◆ What the task asks: Report how many lines below include the string "silhouetted". Please keep the reply to that number.

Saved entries
§

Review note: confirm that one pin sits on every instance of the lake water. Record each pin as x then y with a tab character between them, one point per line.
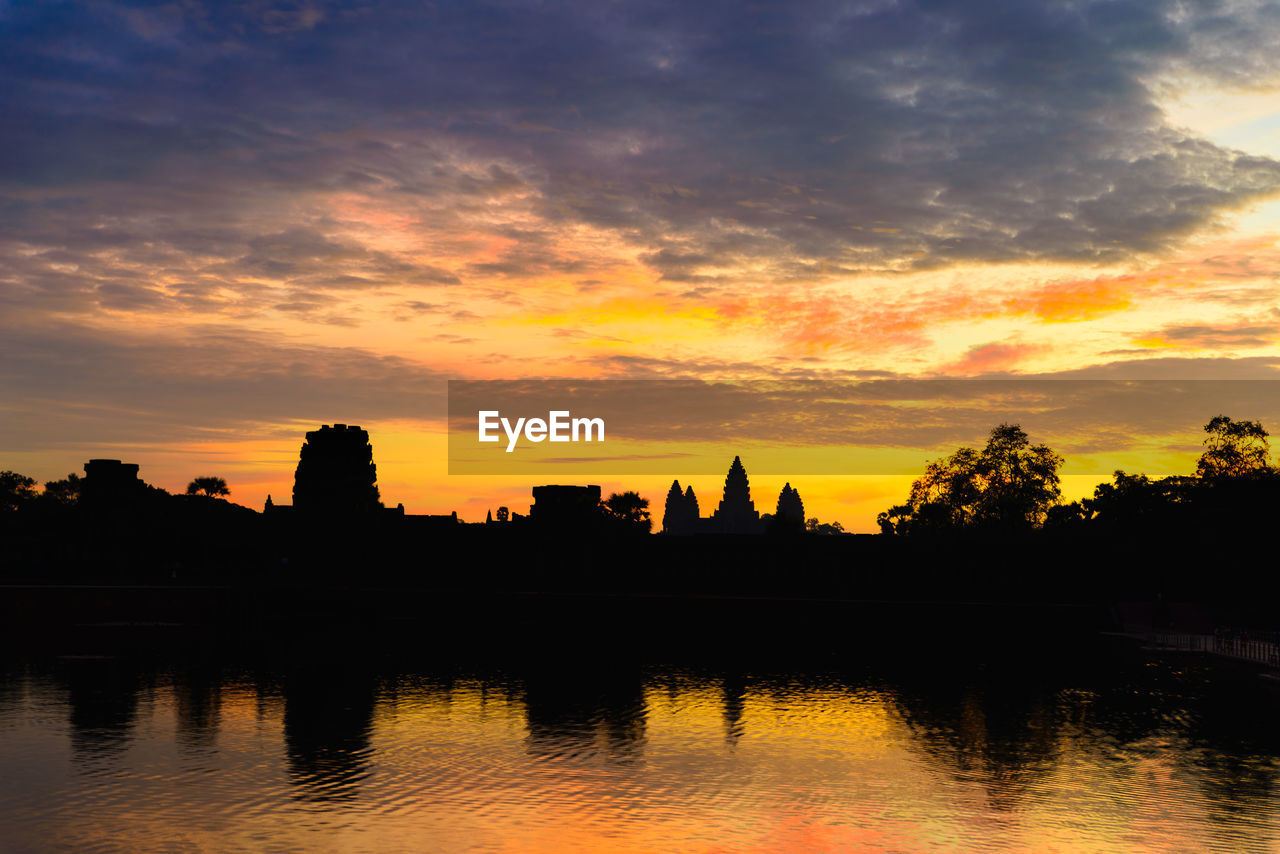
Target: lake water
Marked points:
856	749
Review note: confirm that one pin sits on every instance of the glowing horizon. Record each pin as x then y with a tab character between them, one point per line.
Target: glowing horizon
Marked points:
225	227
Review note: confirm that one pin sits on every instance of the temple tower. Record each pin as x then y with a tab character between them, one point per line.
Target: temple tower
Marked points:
336	473
736	512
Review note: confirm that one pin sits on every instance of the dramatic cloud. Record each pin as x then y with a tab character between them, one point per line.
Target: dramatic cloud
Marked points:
777	142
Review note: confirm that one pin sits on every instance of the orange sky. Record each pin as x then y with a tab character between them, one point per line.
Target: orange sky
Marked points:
195	274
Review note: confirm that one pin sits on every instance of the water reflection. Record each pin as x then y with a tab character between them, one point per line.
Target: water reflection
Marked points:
199	699
585	713
328	722
103	706
972	752
734	688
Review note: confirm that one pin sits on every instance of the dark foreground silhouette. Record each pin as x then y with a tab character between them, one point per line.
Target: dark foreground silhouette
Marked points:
979	526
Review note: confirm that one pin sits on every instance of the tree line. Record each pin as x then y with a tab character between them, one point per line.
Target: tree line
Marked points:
1011	484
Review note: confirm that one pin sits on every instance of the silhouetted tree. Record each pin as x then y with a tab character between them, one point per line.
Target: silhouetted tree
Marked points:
65	492
789	515
16	491
210	487
814	526
1010	483
1234	450
629	510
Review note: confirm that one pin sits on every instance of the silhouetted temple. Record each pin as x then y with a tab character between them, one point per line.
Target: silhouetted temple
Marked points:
336	473
566	506
110	482
681	512
736	512
790	511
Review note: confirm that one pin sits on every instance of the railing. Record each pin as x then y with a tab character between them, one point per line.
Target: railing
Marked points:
1232	644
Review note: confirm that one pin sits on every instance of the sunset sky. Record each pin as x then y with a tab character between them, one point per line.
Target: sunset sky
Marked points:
225	224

§

◆ Exercise response: 4